(Pointing dataset excerpts)

>> START

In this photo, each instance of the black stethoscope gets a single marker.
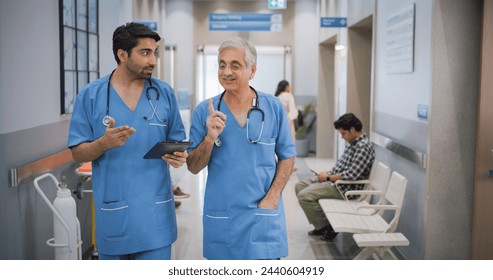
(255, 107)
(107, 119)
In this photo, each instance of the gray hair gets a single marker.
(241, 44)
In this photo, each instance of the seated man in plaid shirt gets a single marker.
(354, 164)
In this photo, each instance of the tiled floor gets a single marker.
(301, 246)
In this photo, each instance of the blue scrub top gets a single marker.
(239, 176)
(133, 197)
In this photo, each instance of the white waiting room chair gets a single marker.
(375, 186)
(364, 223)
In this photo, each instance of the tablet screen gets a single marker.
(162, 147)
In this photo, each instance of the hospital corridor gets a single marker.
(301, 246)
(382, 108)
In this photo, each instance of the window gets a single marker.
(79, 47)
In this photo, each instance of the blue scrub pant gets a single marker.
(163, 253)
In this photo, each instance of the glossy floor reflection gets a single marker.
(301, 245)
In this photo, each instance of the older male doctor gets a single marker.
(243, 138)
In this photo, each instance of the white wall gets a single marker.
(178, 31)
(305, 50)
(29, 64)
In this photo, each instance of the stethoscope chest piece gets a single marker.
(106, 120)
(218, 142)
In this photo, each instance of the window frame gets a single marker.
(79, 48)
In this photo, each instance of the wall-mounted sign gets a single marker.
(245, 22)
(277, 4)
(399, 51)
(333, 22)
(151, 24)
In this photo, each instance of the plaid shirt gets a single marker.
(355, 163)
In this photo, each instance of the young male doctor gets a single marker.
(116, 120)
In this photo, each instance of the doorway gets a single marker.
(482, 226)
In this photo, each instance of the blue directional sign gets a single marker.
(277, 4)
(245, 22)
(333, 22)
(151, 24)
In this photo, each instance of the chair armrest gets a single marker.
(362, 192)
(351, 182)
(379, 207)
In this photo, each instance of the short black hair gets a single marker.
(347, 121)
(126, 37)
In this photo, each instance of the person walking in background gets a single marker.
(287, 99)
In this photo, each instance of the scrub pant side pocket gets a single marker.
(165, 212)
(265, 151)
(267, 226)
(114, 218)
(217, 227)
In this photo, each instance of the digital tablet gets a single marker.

>> END

Written instruction — Render every line of the listing above as a numbered list, skipping blank lines and leaving out the picture placeholder.

Full solution —
1. In this photo, each instance of the black stethoscope gets a single marker.
2. (255, 107)
3. (107, 119)
4. In this photo, each instance of the gray hair gets a single marker.
5. (241, 44)
6. In this photo, each instance of the seated man in plaid shirt gets a single marker.
7. (354, 164)
8. In this photo, each instance of the tiled floor gets a single marker.
9. (301, 246)
10. In this photo, each instance of the blue scrub top gets a single marker.
11. (239, 176)
12. (133, 197)
13. In this photo, each instance of the white waiting room chair gets a single marker.
14. (375, 186)
15. (364, 223)
16. In this photo, each instance of the tablet screen gets a single marker.
17. (162, 147)
18. In this photo, each instance of the hospital corridor gets a single marker.
19. (301, 246)
20. (382, 108)
21. In this photo, each instance of the window gets a single marker.
22. (79, 47)
23. In this photo, each instance of the blue scrub pant gets a single marker.
24. (163, 253)
25. In this photo, each instance of the glossy floor reflection gets a single marker.
26. (301, 245)
27. In this photo, each instance of the older male doctor gets a single marker.
28. (243, 138)
29. In this photo, each instance of the white wall gets a single marker.
30. (178, 31)
31. (305, 50)
32. (29, 64)
33. In this photo, each instance of the stethoscope chest piece gets a single marker.
34. (106, 120)
35. (218, 142)
36. In this photo, each instance of the window frame gets a single marker.
37. (79, 48)
38. In this photo, each instance of the wall-mounted sign gets a single marker.
39. (245, 22)
40. (277, 4)
41. (399, 51)
42. (333, 22)
43. (151, 24)
44. In this photo, each instance of the plaid shirt gets a single marker.
45. (355, 163)
46. In this photo, each instance of the young male doctor gets a single marker.
47. (116, 120)
48. In this photo, each instance of the doorway gets a single marker.
49. (482, 226)
50. In this photo, each instance of the blue directional sign gets a single marker.
51. (277, 4)
52. (245, 22)
53. (333, 22)
54. (151, 24)
55. In this photo, each instance of the chair armrest gets a single marker.
56. (362, 192)
57. (351, 182)
58. (379, 207)
59. In this photo, each instance of the short black hair gets a single marker.
60. (347, 121)
61. (126, 37)
62. In this photo, each instance of the person walking in background gets a single marker.
63. (287, 99)
64. In this photo, each instance of the scrub pant side pocket gets a single marker.
65. (165, 212)
66. (265, 151)
67. (267, 226)
68. (114, 218)
69. (217, 227)
70. In this photo, each instance of the digital tablet gets a single marker.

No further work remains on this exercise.